> _Goal of the exercise_
Please quote every line of the entries below word for word. Leave out the pictures.

(Collected data entries)
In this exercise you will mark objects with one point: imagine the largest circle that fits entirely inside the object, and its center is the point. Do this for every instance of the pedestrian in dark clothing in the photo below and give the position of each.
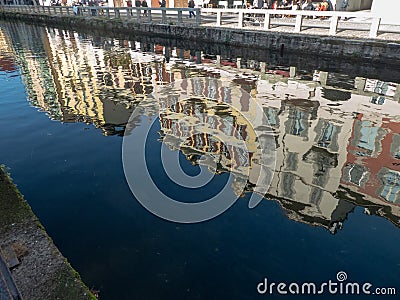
(191, 6)
(144, 4)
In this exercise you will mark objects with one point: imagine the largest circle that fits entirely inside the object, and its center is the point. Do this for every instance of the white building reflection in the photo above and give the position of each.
(337, 137)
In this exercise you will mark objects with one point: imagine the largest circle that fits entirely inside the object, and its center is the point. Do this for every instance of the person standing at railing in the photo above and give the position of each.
(138, 3)
(191, 6)
(343, 7)
(144, 4)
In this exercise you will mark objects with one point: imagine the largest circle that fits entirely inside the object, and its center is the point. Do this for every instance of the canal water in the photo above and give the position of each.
(333, 204)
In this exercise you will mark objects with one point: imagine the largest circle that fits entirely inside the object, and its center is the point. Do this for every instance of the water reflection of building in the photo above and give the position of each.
(373, 164)
(322, 149)
(7, 63)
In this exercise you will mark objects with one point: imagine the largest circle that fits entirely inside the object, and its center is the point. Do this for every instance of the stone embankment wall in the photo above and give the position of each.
(324, 46)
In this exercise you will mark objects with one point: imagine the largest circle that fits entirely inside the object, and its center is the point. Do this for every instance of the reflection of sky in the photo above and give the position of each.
(72, 176)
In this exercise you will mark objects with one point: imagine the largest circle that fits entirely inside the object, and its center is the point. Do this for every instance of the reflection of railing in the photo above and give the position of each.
(263, 19)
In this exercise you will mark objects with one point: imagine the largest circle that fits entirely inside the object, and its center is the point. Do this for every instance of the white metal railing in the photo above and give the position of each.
(264, 16)
(140, 14)
(238, 18)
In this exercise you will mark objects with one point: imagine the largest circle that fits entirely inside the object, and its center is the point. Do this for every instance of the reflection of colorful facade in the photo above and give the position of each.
(373, 161)
(219, 118)
(321, 147)
(7, 63)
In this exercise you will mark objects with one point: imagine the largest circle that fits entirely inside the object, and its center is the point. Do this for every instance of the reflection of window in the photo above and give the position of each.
(327, 135)
(296, 125)
(355, 174)
(391, 186)
(395, 146)
(380, 87)
(377, 100)
(287, 185)
(272, 116)
(291, 161)
(366, 137)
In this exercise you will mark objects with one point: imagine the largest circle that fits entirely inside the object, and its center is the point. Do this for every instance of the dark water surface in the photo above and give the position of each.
(333, 204)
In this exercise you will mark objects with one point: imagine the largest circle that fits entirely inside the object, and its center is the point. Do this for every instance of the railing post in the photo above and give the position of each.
(198, 16)
(333, 25)
(267, 21)
(240, 21)
(373, 32)
(219, 15)
(164, 16)
(179, 17)
(299, 23)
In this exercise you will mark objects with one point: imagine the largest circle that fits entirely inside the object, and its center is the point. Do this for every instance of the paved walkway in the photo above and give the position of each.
(353, 27)
(8, 290)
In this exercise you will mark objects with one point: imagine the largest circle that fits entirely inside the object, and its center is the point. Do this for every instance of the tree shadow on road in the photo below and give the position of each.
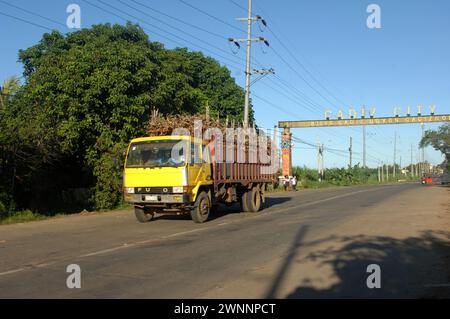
(415, 267)
(223, 209)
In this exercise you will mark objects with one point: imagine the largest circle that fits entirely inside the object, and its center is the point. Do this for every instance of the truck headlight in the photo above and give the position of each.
(177, 189)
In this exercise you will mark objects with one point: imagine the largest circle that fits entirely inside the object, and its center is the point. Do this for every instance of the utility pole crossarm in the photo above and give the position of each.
(250, 19)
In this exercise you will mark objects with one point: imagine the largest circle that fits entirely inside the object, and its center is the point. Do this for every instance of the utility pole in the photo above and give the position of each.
(250, 19)
(422, 169)
(364, 146)
(350, 153)
(411, 168)
(395, 152)
(319, 154)
(321, 162)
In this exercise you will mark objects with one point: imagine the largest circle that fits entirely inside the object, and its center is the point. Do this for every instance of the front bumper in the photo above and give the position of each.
(158, 199)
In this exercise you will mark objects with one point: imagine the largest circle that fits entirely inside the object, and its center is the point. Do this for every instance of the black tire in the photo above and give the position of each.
(202, 208)
(142, 215)
(244, 201)
(254, 200)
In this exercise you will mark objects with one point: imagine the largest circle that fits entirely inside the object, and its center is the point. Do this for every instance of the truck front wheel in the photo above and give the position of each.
(142, 215)
(244, 201)
(202, 207)
(254, 200)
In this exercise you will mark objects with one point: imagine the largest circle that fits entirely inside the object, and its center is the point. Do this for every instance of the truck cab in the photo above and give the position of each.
(165, 174)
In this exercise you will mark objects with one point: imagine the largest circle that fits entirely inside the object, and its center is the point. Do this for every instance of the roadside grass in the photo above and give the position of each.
(25, 216)
(21, 217)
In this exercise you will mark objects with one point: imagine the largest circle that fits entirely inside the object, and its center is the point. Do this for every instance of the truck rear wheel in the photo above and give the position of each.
(244, 201)
(254, 200)
(142, 215)
(202, 207)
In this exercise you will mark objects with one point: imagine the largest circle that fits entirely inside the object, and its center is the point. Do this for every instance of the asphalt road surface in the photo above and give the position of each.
(304, 244)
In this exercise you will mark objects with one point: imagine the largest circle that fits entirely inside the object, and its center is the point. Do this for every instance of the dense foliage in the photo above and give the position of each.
(85, 95)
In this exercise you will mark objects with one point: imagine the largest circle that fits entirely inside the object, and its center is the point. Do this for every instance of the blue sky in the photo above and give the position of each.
(335, 60)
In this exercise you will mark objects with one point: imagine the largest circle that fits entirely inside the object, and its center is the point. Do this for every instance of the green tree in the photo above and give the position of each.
(8, 89)
(85, 95)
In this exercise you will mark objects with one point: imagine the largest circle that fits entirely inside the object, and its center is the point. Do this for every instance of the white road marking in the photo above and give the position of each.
(11, 271)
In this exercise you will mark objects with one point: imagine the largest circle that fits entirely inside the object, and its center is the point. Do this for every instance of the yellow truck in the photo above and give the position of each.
(192, 183)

> _Response for this exercise_
In this exercise you will mark objects with one point: imagine the largest circle that fits entirely inside the object, and its center is the point. Do this for every instance of the pedestrian in dark clothing in the photo below and give the position of each.
(191, 6)
(144, 4)
In this exercise you will mark objects with one point: imagine the largest circle that fits entirely inside the object, and its center is the point. Do this for every instance of the white building reflection in the photo above and give the position of each.
(337, 137)
In this exercise you will mark objects with one point: imagine the largest circle that fits entirely inside the object, and its center is the point. Do this for every instance of the person standing at railing in the photo above and give the position of each.
(138, 3)
(191, 6)
(343, 7)
(144, 4)
In this exercise you will mark objects with one point: imagine the largest circle that fits entirely inside the object, and its center is the point. Do this for every instance of the canal water in the photo above and give the position of each.
(333, 204)
In this exercise you will mark objects with one point: imagine the largest circle that fits entirely inside the object, and its center is the point. Do this for every instance of the water reflection of building in the photo above and give the position of each.
(373, 164)
(322, 149)
(7, 63)
In this exercise you will mark objects with one point: imagine the largest circle that fits entirely inside the object, and its center is the point. Do this for every instance of the stone embankment wall in the photo above and give the position of each.
(324, 46)
In this exercise you will mark objects with one point: imagine the largest circle that fits entirely inside the object, and its center is the point. Do this for every instance of the reflection of sky in the photo above and give the position of each.
(72, 176)
In this exercise you will mark objects with one point: imagine the largest circle that fits entirely inside the object, and its center is the point. Do this for every instance of the reflection of railing in the photo above and give the position of each.
(263, 19)
In this exercise you will mark objects with one point: imagine the largest circle that fits entirely inside the object, and its center is the point. Do this for every instance of the white metal railing in the photo above and give the position of each.
(264, 16)
(140, 14)
(238, 18)
In this exercise you will mark objects with one point: imagine the largest circle that fits entirely inside the object, and its center is the point. Do this for every instance of the reflection of colorful facade in the photo above and give the position of each.
(373, 161)
(219, 118)
(321, 147)
(7, 63)
In this exercise you will mark objects with one point: imagine the largest circle that fits entirely inside the object, and its center is the point. Do this for every instance of the reflection of window in the photo above and give the position of each.
(327, 135)
(296, 125)
(355, 174)
(391, 186)
(395, 146)
(380, 87)
(377, 100)
(287, 185)
(272, 116)
(291, 161)
(366, 137)
In this exercise you will mark objects with one point: imagine the largest circle that fits entirely inside the object, and its center is the point. Do this for every instance of the dark water surface in the photo above and give the position of each.
(333, 204)
In this exercise you will mark objects with one point: imagine the largest circle that fits entirely inside the object, and its center is the point. Do this for every instance of the railing post in the photo above and give the position of each.
(198, 16)
(333, 25)
(267, 21)
(240, 21)
(373, 32)
(219, 15)
(164, 16)
(179, 17)
(299, 23)
In this exercise you will mark objects with one point: imagine the largest circle that fits entirely inside the object, and its center is the point. Do this for every instance of the paved walkway in the photo above and give the position of each.
(353, 27)
(8, 290)
In this exercise you will mark objects with one point: imagine the largest circle that fits entirely inside the object, and its center is the point. Do this for every instance of the tree shadow on road in the photo below and give the position of each.
(415, 267)
(223, 209)
In this exercise you will mark objects with one point: imagine the largest circle that fits entirely inside the object, and its center is the point. Do this for every instance of the truck headlight in the photo above and give the position of each.
(177, 189)
In this exercise you will mark objects with one point: imagine the largest circle that fits entirely inside the object, and its center is the point. Do this for every instance of the utility pole crossarm in the photo above and give the position of each.
(250, 19)
In this exercise you will mark objects with one point: imagine the largest circle that fits entirely inside the object, and its center is the point. Do this for every instance of the utility pole in the photo above and give the position of each.
(250, 19)
(422, 169)
(364, 146)
(350, 153)
(411, 168)
(395, 152)
(319, 154)
(321, 162)
In this exercise you will mark objects with one point: imagine the largest circle that fits entirely inside the object, and its center is the point. Do this for every instance of the front bumper in the photo above and give the position of each.
(158, 199)
In this exercise you will mark objects with one point: imagine the largest circle that fits entirely inside the object, and its center is the point. Do this for every instance of the black tire in the photo above and give the position of each.
(202, 208)
(142, 215)
(244, 201)
(254, 200)
In this exercise you will mark objects with one point: imagine the largest circle that fits entirely inside the object, and its center is the point. Do this for every instance of the truck front wheel in the photo above and give the position of each.
(142, 215)
(244, 201)
(202, 207)
(254, 200)
In this exercise you will mark objects with one point: imagine the largest circle that fits entirely inside the object, and its center is the point. Do this for every instance of the truck cab in the photo above and give the position of each.
(165, 174)
In this exercise you will mark objects with one point: imagine the largest circle that fits entirely inside the object, and its center is the point. Do this for every instance of the roadside grass in the photo above and give the position of each.
(25, 216)
(21, 217)
In this exercise you will mark objects with one point: imagine the largest circle that fits entirely inside the object, and its center is the point. Do this for every instance of the truck rear wheel in the photo above and give the position of each.
(244, 201)
(254, 200)
(142, 215)
(202, 207)
In this exercise you will mark objects with one point: imagine the largest circle that fits entirely inside the object, and its center is the point. Do this for every instance of the asphalt road surface in the photo above and give the position of each.
(304, 244)
In this exercise you will mark objects with one point: imagine the largest circle that fits entirely inside the object, and its center is the point. Do this for every instance of the dense foliage in the photo above and give the position of each.
(85, 95)
In this exercise you will mark objects with one point: imagine the largest circle that fits entirely inside the object, and its center is the point. Do this for every instance of the blue sky in the photo above and give the position of each.
(335, 60)
In this exercise you will mark objects with one point: imagine the largest circle that fits entirely inside the object, and its center is the point. Do this for every instance of the green tree in the photo above and give the position of each.
(8, 89)
(85, 95)
In this exercise you will mark objects with one point: imagine the largest circle that fits entirely inside the object, and its center is the point. Do this for every instance of the white road marking in the photo above and give the position of each.
(11, 271)
In this exercise you will mark objects with one point: imagine the largest circle that fits entirely inside the object, and its center is the point. Do this for every instance of the yellow truck in the photo above and give the position of each.
(192, 183)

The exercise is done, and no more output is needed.